Goal of the exercise
Line by line, copy the records below exactly and leave the pictures out.

[Referring expression pointing data]
---------------

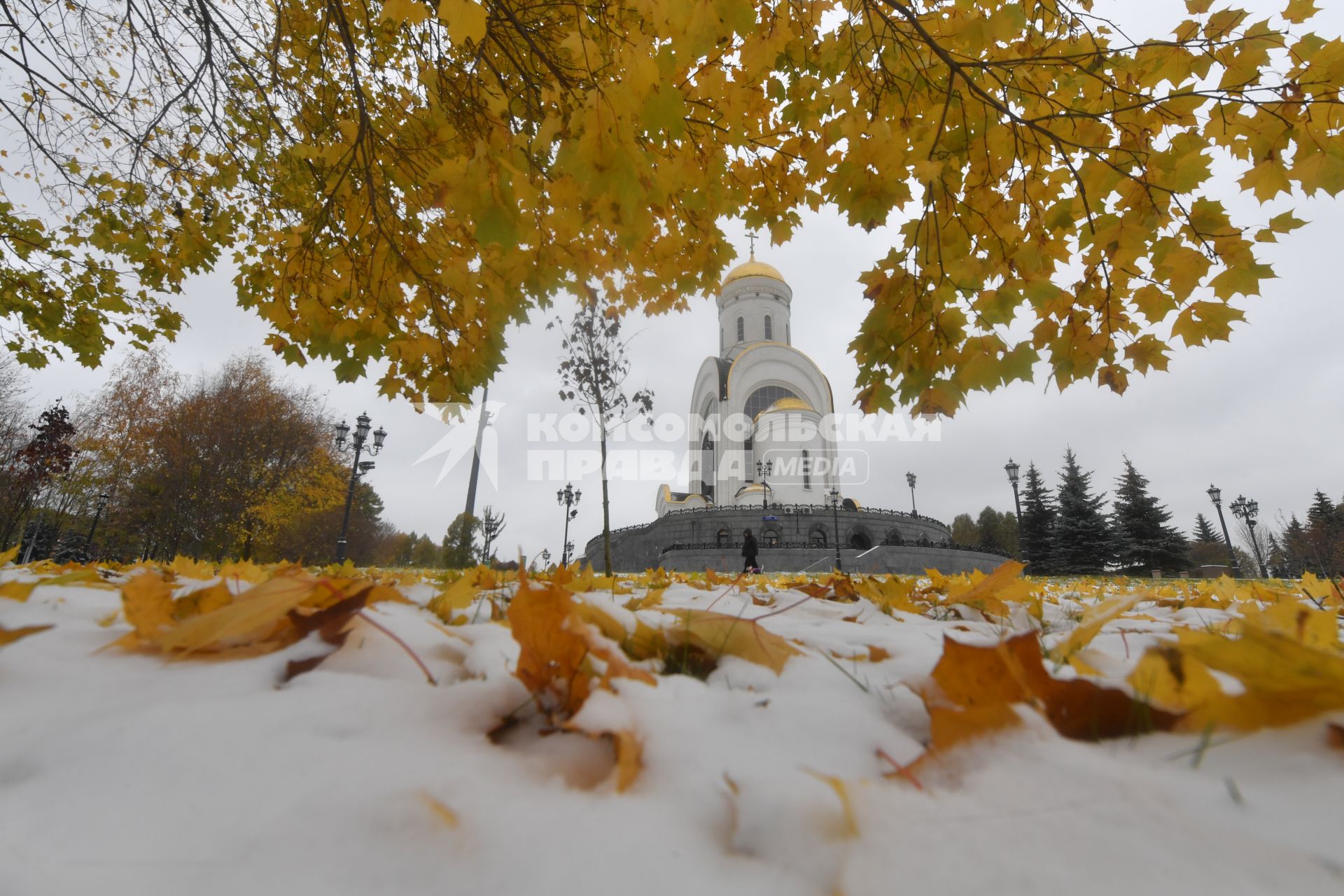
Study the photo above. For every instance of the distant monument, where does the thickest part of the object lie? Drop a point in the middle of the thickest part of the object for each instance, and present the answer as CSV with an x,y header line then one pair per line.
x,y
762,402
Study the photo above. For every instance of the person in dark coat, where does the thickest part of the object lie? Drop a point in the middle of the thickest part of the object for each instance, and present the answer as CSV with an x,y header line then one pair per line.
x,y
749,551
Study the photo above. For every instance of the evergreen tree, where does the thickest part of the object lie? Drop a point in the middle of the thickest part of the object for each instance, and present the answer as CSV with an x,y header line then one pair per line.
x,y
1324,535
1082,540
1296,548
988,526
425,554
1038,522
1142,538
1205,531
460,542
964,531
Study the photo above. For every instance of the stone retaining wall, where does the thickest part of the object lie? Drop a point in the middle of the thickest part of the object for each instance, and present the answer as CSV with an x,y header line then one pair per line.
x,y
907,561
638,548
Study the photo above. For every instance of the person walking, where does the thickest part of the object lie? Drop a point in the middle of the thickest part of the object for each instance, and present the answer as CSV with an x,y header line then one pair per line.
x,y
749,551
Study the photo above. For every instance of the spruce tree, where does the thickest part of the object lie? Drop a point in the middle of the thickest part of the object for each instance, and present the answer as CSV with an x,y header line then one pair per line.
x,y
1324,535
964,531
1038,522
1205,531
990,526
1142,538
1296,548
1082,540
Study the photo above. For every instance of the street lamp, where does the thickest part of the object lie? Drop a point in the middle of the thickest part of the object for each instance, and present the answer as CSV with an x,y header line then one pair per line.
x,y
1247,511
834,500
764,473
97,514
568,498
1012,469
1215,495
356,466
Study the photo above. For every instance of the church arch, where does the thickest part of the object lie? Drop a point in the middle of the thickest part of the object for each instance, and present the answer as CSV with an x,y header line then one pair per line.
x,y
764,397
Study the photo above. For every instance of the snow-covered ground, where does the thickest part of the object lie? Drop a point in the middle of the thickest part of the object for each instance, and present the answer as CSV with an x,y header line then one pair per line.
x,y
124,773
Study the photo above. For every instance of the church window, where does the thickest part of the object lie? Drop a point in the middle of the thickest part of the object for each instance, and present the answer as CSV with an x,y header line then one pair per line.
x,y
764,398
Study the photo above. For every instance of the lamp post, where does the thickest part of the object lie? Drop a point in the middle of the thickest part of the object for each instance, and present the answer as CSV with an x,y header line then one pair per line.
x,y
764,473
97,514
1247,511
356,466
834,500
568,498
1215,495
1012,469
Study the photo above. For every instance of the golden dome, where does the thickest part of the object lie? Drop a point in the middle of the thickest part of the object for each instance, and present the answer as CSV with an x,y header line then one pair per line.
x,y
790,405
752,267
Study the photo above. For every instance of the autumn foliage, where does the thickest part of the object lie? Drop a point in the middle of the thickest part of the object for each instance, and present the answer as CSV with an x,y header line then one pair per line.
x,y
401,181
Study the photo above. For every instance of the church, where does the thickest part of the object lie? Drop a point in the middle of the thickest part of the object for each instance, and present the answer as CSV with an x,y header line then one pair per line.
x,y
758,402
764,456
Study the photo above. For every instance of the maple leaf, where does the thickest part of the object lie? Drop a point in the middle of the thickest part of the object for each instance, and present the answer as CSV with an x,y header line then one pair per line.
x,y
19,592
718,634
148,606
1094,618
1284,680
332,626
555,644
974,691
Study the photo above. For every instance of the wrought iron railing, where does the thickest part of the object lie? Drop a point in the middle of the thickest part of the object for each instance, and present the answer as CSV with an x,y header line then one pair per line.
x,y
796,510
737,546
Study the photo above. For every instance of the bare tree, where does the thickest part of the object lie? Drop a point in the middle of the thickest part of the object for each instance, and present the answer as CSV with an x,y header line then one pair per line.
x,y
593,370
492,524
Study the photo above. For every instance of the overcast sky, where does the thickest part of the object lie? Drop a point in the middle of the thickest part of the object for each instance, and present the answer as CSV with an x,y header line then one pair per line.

---------------

Result of the task
Study the photo above. For every instance of the distant monument, where does the thickest part of the object lie? Drop a point in the middle of the thickest part of the object for each instance, and present the answer as CSV with an x,y header line then one pair per line.
x,y
762,402
Study the photo above. For every instance of the person in dark coat, where does the thickest part of the object lie? Drop a point in the middle of the thickest part of the object for each instance, and present the answer as CSV with an x,y header line then one pair per line.
x,y
749,551
Study the photo above. For every instance of the evergreen tree, where does the thickest part of the object lie? Drop a point in the middle of the thickest part of the object for each instance, and present the answer as CSV with an x,y header line then one pair per line.
x,y
1324,535
1082,540
1296,548
988,526
425,554
1038,522
1142,538
1205,531
460,542
964,531
Study the photo above. For every instance of the stone retaining wall, where does the thickest part of the object lie? Drop a point in the middle of the thickest part of the object for each instance, and present the answer as CSV with an x,y header line then one pair per line.
x,y
907,561
638,548
Study the photo above. For every instance of the person walking, where does the thickest part of the object lie? Drop a point in the middle of the thickest part of the object for each instance, and present the answer as CSV with an x,y header line then one pair per line.
x,y
749,551
Study the photo above. For every instance of the spruce tree, where does the thickest part of the object lie? Drop a point in the middle of the thickest part of the object for each instance, and present the answer as CSV with an x,y header line then one pair per line.
x,y
1324,535
964,531
1038,522
1205,531
990,526
1142,538
1296,548
1082,540
Study the photo above. For every instance of the street lamp, where does the thickest part of the object lie? Drop a point in the middle of the thickest part of the object for each instance, and present the answer as CSV with an x,y header line then one pair per line.
x,y
1247,511
834,500
764,473
97,514
568,498
1012,469
1215,495
356,466
Study the photo above. For every instance of the church arch, where does the thickest part of the object lie? Drop a point in the middle of the thickest part of the object for each instance, and present the answer as CSV with an x,y header line then one pair per line.
x,y
764,397
Study the photo above. For every instance of the snow-covered ground, where does the thickest part of the object lie? Drop a point in the middle of the thickest part of the object for each instance, and present the answer as CSV with an x,y header line then one pair per line.
x,y
124,773
Study the photo above. For every instance of the church window, where does the thickest part of the object lie? Drop a point in the middle of the thickest part of the object for each instance, and present the answer as CSV with an x,y header line then one pair per line.
x,y
764,398
Study the photo above. For every instance of the lamp post, where does the thickest part of the object lie? Drop a point in the middle of the thickest part of the object for each instance, and present the answer as CSV with an x,y header line then one pair per line.
x,y
764,473
97,514
1247,511
356,466
834,500
568,498
1215,495
1012,469
Study the photo above. For every instance of the golden dome, where does the thickest part of the object lie? Drop a point in the middle of the thickest part of the object for each instance, and present the answer as CSV with an x,y header line then one pair per line.
x,y
790,405
752,267
Study the photo above. For every instance of the autumn foliage, where does the thickest part of the object lie? Drop a point in the middle of the thickest part of the object for each instance, and present the answer as CSV with an x,y header line then one pair per line.
x,y
401,181
Study the photo above. For every instance of the church, where does the thickest part of the object lie? Drop a point in the middle of the thickest part of the object for each instance, and present the answer as CSV with an x,y header line then one pair per line.
x,y
758,402
764,456
Study the photo above. For every instance of the maple leaf, where does the thickest part of the object lie? Drop a point in the middle of the thickest part of the object for each instance, and present the answer as CSV with an x,y header line then one pair per line.
x,y
19,592
718,634
148,606
1094,618
1284,680
332,626
555,644
974,691
Study the photo above. For every instance of the wrought iron railing, where does the thickest part of the object lie? Drop a point in the middle of the thickest part of the object for each instance, and present the answer as CSV with an x,y header line then one pair per line.
x,y
796,510
737,546
Study the photo above. For every instance of the bare tree, where does the thickest part of the object lie? Drop a point in the middle of the thickest part of the object for each instance, and present the answer as CSV with an x,y header line then one pair per line.
x,y
593,370
492,524
Study the photo above. For every instance of the overcast sky, where does the thickest part of the object lie? Drop a point in the middle of the thickest part of the object for each instance, and present the answer as CSV with an x,y header line then one pair per line.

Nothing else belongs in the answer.